* Begin *

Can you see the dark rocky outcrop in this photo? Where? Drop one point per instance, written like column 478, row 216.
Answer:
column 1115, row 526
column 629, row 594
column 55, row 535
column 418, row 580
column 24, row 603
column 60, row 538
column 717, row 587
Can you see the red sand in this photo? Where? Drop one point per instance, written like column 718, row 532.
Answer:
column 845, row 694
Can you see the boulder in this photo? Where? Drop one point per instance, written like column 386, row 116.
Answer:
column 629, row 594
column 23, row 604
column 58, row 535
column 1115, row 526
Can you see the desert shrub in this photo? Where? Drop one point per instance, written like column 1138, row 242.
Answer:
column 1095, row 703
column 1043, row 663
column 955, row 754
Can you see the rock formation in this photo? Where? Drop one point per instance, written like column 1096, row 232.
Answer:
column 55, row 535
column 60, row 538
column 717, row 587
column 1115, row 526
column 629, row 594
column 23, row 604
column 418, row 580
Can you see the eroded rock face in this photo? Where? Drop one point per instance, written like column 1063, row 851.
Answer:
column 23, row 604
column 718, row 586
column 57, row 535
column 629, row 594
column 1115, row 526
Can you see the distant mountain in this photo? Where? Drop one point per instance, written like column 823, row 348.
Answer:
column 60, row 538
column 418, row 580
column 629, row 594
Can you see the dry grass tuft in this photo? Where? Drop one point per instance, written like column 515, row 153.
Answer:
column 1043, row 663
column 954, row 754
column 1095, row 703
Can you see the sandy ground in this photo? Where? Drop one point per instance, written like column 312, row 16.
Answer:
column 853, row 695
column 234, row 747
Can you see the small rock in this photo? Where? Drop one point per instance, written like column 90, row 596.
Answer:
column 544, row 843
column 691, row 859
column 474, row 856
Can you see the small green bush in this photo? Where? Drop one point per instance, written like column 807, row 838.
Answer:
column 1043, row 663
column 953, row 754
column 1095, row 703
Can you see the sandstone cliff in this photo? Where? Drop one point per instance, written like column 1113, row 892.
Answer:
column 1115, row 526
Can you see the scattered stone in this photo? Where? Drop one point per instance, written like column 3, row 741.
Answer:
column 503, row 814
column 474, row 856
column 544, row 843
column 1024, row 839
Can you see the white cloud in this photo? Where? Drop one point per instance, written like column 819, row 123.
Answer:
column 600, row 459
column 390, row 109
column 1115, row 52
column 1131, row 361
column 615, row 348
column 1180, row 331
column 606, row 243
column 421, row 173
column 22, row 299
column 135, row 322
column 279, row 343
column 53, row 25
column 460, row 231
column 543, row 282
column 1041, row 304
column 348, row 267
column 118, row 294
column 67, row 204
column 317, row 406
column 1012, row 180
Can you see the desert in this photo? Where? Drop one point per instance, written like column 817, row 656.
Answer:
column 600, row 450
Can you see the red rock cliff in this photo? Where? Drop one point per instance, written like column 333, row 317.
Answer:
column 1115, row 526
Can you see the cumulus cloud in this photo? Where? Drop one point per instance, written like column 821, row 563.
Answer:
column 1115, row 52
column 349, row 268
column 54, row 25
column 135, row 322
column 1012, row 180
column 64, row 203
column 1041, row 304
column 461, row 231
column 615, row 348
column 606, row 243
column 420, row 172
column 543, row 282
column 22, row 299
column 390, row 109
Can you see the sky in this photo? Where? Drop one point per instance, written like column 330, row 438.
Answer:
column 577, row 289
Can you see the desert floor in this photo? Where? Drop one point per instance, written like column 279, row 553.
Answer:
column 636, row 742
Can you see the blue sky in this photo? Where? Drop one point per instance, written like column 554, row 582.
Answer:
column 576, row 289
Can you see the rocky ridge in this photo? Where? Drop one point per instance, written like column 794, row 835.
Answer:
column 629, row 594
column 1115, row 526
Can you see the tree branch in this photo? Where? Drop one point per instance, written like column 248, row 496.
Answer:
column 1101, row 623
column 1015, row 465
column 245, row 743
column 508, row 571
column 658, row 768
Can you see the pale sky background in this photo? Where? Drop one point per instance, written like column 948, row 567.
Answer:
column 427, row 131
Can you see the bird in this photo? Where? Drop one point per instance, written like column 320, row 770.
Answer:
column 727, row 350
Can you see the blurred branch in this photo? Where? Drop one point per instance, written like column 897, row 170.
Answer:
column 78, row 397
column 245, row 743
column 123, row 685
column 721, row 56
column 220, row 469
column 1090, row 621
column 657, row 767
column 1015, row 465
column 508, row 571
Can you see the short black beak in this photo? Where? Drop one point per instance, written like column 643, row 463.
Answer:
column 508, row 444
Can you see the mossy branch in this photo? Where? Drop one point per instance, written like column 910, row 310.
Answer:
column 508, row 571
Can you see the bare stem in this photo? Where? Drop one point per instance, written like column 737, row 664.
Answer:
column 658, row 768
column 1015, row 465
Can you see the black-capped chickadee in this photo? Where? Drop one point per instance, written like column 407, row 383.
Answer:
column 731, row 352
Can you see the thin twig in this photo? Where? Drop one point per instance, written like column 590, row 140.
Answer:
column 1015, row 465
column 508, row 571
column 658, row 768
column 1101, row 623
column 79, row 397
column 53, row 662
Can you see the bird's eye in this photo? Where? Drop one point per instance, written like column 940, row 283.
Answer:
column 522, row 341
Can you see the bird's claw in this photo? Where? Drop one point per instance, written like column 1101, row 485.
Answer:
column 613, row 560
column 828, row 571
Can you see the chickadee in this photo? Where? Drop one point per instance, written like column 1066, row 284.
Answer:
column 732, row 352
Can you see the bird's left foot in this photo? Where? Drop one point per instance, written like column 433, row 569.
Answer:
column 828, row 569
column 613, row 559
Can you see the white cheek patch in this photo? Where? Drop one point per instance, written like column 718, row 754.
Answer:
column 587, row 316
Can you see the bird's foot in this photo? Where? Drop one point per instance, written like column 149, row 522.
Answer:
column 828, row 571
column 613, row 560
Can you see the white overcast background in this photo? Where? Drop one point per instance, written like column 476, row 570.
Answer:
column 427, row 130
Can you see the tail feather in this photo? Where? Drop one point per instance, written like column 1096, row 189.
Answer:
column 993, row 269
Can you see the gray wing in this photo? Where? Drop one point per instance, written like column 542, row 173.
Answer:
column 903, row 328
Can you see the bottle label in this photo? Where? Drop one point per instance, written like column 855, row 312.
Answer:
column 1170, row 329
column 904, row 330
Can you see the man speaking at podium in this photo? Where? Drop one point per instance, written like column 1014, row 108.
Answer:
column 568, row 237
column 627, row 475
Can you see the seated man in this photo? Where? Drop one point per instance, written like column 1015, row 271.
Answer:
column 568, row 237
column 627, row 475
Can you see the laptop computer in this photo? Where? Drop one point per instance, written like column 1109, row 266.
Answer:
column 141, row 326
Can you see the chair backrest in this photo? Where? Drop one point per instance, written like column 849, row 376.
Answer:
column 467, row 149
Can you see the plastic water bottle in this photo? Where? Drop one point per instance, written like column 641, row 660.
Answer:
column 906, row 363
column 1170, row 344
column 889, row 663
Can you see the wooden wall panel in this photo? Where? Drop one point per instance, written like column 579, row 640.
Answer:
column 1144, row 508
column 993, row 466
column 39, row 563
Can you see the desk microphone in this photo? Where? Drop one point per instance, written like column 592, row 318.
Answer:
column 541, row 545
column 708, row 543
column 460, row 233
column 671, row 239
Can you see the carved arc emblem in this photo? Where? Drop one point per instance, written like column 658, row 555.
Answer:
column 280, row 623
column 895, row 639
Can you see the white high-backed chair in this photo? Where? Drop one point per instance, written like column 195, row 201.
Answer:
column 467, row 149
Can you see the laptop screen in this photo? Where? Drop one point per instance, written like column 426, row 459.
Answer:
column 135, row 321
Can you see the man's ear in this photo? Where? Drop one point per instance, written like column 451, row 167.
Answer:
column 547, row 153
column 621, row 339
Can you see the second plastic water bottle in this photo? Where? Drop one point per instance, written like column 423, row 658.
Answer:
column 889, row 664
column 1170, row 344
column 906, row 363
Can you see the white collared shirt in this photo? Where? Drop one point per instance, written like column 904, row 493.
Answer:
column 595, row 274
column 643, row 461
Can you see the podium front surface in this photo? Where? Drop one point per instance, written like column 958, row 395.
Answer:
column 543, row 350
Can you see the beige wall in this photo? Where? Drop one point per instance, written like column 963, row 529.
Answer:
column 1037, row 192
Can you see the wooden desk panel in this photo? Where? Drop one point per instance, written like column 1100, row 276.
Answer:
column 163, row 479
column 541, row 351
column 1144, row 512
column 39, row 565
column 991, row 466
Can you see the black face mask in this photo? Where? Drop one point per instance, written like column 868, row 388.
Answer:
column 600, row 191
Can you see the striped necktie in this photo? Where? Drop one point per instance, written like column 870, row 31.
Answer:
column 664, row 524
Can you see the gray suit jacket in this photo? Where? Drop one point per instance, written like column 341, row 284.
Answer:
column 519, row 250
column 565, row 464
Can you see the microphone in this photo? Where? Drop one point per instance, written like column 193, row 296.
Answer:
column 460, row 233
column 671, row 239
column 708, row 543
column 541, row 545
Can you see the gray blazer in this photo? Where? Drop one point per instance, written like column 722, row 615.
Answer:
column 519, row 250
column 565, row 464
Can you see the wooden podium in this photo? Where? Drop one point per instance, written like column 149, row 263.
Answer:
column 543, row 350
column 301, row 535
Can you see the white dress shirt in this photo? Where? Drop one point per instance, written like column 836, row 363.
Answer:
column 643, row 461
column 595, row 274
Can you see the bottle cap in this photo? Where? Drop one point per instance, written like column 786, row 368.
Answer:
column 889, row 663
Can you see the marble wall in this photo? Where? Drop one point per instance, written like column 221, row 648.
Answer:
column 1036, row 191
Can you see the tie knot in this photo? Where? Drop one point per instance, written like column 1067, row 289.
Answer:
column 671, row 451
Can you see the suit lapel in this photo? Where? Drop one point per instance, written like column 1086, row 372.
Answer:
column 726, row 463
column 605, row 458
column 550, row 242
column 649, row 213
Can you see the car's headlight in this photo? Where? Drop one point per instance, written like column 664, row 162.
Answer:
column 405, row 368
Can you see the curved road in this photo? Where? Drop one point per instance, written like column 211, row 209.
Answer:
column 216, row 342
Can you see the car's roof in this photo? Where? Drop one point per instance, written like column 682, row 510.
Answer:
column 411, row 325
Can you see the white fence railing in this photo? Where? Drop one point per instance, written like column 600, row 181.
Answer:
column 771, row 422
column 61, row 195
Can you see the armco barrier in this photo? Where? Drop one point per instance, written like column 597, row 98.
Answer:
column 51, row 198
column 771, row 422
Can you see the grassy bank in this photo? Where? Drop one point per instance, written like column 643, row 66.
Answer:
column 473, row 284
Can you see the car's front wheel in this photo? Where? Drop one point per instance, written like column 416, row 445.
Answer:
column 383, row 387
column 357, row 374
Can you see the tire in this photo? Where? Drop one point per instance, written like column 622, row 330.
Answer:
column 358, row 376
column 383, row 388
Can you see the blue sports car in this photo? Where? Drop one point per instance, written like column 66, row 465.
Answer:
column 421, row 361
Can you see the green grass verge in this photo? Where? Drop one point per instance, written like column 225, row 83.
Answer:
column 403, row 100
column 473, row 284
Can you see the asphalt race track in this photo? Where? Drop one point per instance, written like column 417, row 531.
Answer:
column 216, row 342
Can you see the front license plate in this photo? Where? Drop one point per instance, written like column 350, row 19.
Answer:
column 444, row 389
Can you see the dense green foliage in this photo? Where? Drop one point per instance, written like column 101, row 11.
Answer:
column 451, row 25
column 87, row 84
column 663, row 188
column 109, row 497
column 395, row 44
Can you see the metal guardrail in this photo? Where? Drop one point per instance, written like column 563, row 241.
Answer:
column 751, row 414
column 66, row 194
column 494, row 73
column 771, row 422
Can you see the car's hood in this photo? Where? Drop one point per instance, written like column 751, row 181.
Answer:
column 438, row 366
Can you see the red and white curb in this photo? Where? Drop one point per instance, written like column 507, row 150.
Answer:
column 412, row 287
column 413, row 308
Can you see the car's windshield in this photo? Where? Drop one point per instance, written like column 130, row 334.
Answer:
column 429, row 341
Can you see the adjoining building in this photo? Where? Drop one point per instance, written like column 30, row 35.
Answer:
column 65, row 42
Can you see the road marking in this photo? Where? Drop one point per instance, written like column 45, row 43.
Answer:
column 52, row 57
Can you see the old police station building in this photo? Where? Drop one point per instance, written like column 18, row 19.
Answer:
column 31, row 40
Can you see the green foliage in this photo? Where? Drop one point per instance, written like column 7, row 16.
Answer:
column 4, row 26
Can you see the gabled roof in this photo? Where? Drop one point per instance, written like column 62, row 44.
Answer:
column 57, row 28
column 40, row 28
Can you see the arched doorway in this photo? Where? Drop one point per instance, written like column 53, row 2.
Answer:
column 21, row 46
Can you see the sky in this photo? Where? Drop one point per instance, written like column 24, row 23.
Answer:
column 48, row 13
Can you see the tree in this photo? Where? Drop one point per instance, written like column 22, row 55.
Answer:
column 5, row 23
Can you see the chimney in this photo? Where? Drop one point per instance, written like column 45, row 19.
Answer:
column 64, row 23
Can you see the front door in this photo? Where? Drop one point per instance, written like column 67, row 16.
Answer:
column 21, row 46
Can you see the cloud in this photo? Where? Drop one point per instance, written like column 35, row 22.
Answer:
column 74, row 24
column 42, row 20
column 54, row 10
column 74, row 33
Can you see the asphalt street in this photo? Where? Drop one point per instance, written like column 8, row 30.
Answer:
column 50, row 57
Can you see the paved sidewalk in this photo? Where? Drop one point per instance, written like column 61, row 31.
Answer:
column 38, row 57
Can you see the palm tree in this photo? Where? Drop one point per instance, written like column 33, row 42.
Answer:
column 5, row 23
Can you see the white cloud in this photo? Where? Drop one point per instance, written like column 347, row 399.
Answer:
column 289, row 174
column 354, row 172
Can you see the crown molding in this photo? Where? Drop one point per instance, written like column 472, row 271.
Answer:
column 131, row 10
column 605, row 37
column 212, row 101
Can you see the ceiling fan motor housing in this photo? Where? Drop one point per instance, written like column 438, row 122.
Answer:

* End *

§ WHAT TO WORK ON: Rewrite only the items running from the line containing "Can you see the black face" through the line containing "column 1036, row 191", changing every "Drop" to "Place" and keeping everything else the same.

§ TASK SOLUTION:
Can you see the black face mask in this photo? Where? Place one point per instance, written like column 868, row 388.
Answer:
column 600, row 191
Can you see the striped necktie in this photo? Where? Place one point per instance, written like column 870, row 31.
Answer:
column 664, row 524
Can you see the gray suit jacket in this photo? Where? Place one point per instance, written like column 341, row 284.
Answer:
column 519, row 250
column 565, row 464
Can you see the microphone in this photo? Where? Place one point per instance, written like column 193, row 296.
Answer:
column 460, row 233
column 671, row 239
column 708, row 543
column 541, row 545
Can you see the gray blazer in this photo? Where? Place one point per instance, written like column 722, row 615.
Answer:
column 519, row 250
column 565, row 464
Can you see the wooden podium in this photo? Where? Place one point per instance, written like column 149, row 263.
Answer:
column 543, row 350
column 301, row 535
Can you see the white dress shirt in this photo? Where? Place one point per instance, written like column 836, row 363.
Answer:
column 643, row 461
column 595, row 274
Can you see the bottle cap in this photo? Where? Place one point per instance, written like column 786, row 368.
Answer:
column 889, row 663
Can you see the marble wall in this photo? Where? Place one point per instance, written like column 221, row 648.
Answer:
column 1036, row 191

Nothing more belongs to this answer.